# [PROBLEMI DA RISOLVERE]
• 1. Ricopia parola per parola il brano sull'instabilità dei governi italiani, da "Al fine di onorare" fino a "della volontà popolare." incluso.
• 2. Scrivi il seguito del brano sull'instabilità dei governi italiani, partendo subito dopo la sua ultima frase.

# [BRANO FORNITO]
Sono state disegnate delle coalizioni, di centrodestra e di centrosinistra, è stato usato un sistema elettorale maggioritario, vi è stata anche l’indicazione dei candidati premier sulla scheda elettorale, una sorta di elezione indiretta del capo del Governo. Tuttavia, la Repubblica italiana è essenzialmente la medesima dal 1946, e si parla di Prima, Seconda e Terza Repubblica, quella dell’arrivo di Beppe Grillo, per comodità di linguaggio e in base a semplificazioni giornalistiche. La situazione di perenne instabilità ed inefficienza dei Governi è vieppiù peggiorata nell’ultimo decennio, complici anche le varie leggi elettorali scritte con i piedi e l’indebolimento progressivo dei partiti.
Dalla caduta dell’ultimo Governo Berlusconi nel 2011 si sono susseguiti esecutivi tecnici, nominati e scarsamente rappresentativi della volontà popolare, oppure basati su alleanze forzate come quella fra la Lega e il Movimento Cinque Stelle. Senza essere fan sfegatati o detrattori della figura di Mario Draghi, si comprende come la scelta di affidare la guida del Paese all’ex-governatore della Banca centrale europea, sia stata una delle poche possibili in uno dei momenti peggiori della Storia repubblicana. Diversamente, a maggior ragione senza ricorrere ad un voto anticipato che magari avrebbe potuto migliorare il quadro politico, l’Italia sarebbe esplosa in mille rivoli.
Al fine di onorare la nostra Nazione dobbiamo dirci in faccia queste verità e non limitarci soltanto alle celebrazioni in pompa magna. Oltre al Covid e alla innegabile emergenza economica che richiede risposte immediate, non dobbiamo dimenticare l’urgenza di dare all’Italia un rinnovato assetto istituzionale nel quale chi vince, all’insegna di una più ordinata alternanza fra forze di centrodestra e forze di centrosinistra, abbia una investitura popolare tale da permettergli di governare ed incidere per la durata del mandato previsto dalla legge, senza ricatti da parte di piccole conventicole. Possiamo prendere spunto da formule diverse, presidenzialismo o premierato, ma il succo deve essere quello della efficienza delle Istituzioni e del rispetto della volontà popolare.

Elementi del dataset
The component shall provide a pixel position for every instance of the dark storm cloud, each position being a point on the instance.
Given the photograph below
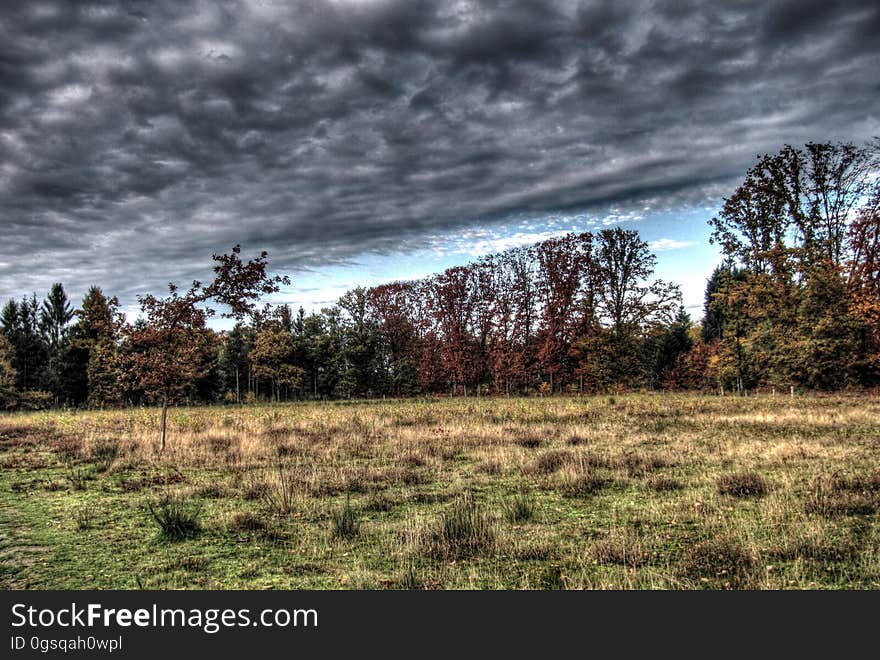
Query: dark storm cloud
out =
(136, 138)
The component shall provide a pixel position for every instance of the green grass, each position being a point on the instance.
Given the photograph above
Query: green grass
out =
(654, 491)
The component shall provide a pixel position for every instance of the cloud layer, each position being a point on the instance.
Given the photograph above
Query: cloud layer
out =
(136, 138)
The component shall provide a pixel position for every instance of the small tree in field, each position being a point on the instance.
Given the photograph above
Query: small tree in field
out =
(171, 344)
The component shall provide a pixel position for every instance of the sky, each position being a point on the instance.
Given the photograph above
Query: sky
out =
(363, 141)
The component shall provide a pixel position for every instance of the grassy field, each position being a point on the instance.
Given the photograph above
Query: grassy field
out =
(633, 492)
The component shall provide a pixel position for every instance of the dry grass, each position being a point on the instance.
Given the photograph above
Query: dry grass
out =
(645, 491)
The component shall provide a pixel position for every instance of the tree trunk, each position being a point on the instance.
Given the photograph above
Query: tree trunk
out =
(164, 420)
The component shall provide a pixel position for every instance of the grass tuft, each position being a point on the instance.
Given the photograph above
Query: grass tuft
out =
(177, 518)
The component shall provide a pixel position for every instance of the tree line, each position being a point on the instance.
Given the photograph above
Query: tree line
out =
(796, 303)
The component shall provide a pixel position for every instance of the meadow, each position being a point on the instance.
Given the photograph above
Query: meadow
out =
(638, 491)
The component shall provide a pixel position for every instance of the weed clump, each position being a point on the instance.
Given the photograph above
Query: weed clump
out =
(464, 530)
(104, 453)
(519, 508)
(625, 551)
(550, 462)
(247, 521)
(345, 522)
(84, 517)
(718, 562)
(742, 484)
(177, 518)
(582, 485)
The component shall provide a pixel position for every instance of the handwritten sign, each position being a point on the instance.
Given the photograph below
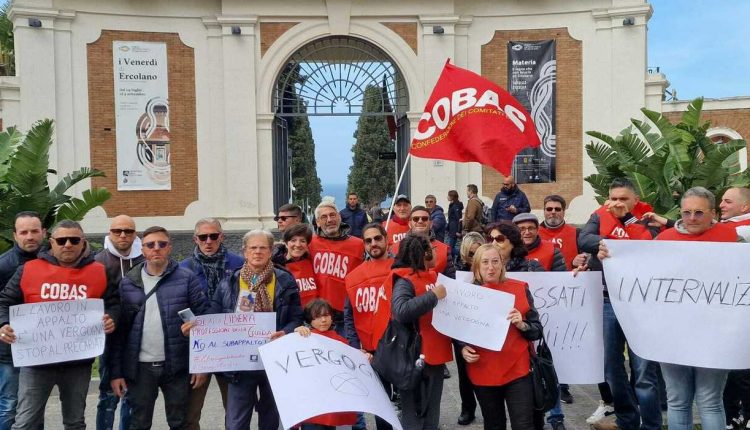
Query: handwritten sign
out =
(229, 342)
(317, 375)
(682, 302)
(473, 314)
(570, 310)
(55, 332)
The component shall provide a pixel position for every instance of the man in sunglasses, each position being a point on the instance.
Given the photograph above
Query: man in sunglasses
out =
(67, 271)
(28, 235)
(621, 217)
(211, 262)
(149, 351)
(122, 251)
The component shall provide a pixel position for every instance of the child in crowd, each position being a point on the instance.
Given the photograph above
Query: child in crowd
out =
(318, 316)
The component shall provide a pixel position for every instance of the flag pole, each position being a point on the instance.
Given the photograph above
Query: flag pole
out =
(398, 185)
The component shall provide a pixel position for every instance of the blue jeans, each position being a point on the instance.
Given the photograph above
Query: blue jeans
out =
(8, 395)
(105, 409)
(631, 406)
(706, 386)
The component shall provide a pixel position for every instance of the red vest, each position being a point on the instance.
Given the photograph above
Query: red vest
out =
(441, 252)
(305, 276)
(43, 281)
(397, 230)
(370, 303)
(436, 346)
(544, 254)
(496, 368)
(611, 227)
(336, 418)
(332, 261)
(720, 232)
(564, 238)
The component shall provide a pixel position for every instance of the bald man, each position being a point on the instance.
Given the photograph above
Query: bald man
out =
(122, 251)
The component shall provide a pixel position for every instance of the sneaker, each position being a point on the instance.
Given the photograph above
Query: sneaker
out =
(602, 411)
(565, 395)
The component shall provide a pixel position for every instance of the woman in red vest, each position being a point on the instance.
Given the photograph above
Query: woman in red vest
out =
(297, 261)
(502, 377)
(415, 294)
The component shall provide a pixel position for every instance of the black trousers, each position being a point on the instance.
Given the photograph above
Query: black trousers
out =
(737, 391)
(518, 395)
(465, 387)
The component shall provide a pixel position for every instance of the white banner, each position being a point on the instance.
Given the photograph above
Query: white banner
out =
(682, 302)
(229, 342)
(317, 375)
(142, 116)
(571, 311)
(54, 332)
(473, 314)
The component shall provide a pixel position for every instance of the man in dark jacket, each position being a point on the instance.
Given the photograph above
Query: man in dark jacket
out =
(509, 202)
(70, 262)
(28, 235)
(122, 251)
(149, 351)
(211, 262)
(354, 216)
(437, 216)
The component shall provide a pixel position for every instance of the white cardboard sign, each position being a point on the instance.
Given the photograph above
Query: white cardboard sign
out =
(55, 332)
(570, 309)
(473, 314)
(317, 375)
(229, 342)
(682, 302)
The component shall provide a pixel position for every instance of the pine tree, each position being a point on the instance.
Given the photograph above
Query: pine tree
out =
(371, 178)
(307, 187)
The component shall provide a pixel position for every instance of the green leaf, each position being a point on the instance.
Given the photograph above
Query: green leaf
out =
(76, 208)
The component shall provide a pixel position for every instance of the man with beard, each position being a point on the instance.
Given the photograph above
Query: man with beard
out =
(211, 263)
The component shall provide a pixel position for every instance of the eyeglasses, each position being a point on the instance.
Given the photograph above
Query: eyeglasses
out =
(377, 238)
(61, 241)
(158, 244)
(694, 214)
(282, 218)
(212, 236)
(120, 231)
(500, 238)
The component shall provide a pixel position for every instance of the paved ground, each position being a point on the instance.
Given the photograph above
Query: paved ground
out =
(586, 400)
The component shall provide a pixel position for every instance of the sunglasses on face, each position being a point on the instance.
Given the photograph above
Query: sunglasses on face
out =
(377, 238)
(158, 244)
(500, 238)
(61, 241)
(283, 218)
(120, 231)
(204, 237)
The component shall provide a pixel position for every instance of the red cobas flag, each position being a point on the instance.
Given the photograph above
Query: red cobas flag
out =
(469, 118)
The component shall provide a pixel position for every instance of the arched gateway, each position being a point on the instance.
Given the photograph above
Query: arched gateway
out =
(328, 77)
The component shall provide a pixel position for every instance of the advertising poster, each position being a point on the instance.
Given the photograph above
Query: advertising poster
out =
(532, 80)
(142, 116)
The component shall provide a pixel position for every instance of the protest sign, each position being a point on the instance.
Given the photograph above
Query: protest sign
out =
(570, 310)
(54, 332)
(229, 342)
(473, 314)
(316, 375)
(682, 302)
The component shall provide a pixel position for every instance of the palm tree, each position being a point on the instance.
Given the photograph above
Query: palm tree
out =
(24, 172)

# [RISPOSTE PER NUMERO]
• 1.
Al fine di onorare la nostra Nazione dobbiamo dirci in faccia queste verità e non limitarci soltanto alle celebrazioni in pompa magna. Oltre al Covid e alla innegabile emergenza economica che richiede risposte immediate, non dobbiamo dimenticare l’urgenza di dare all’Italia un rinnovato assetto istituzionale nel quale chi vince, all’insegna di una più ordinata alternanza fra forze di centrodestra e forze di centrosinistra, abbia una investitura popolare tale da permettergli di governare ed incidere per la durata del mandato previsto dalla legge, senza ricatti da parte di piccole conventicole. Possiamo prendere spunto da formule diverse, presidenzialismo o premierato, ma il succo deve essere quello della efficienza delle Istituzioni e del rispetto della volontà popolare.

• 2.
Certo, un conto è ciò di cui ha davvero bisogno il Paese, un altro è quanto viene offerto dalle varie proposte politiche. Se questa maggioranza di Governo, tenuta insieme più che altro dalla personalità di Mario Draghi, può servire a gestire le emergenze contingenti un po’ meglio rispetto a quanto riuscivano a fare Giuseppe Conte, Rocco Casalino e Domenico Arcuri, essa non è certo la più adatta per affrontare sfide enormi come le riforme istituzionali e costituzionali. Matteo Salvini ha ragione quando dice che con il Partito Democratico e il M5S è quasi impossibile tentare di riformare la giustizia e il fisco. Figurarsi provare a delineare con grillini e piddini i contorni di una assemblea costituente per una nuova Repubblica. Ma il centrodestra tutto, visto che esso si è rivelato storicamente più sensibile al tema rispetto alla sinistra, oltre a non scordare di dover tornare unito alla conclusione dell’esperienza Draghi, lavori in prospettiva, soprattutto se il consenso previsto dai sondaggi si tramuterà in una vera vittoria, per la modernizzazione delle quasi ottantenni Istituzioni repubblicane.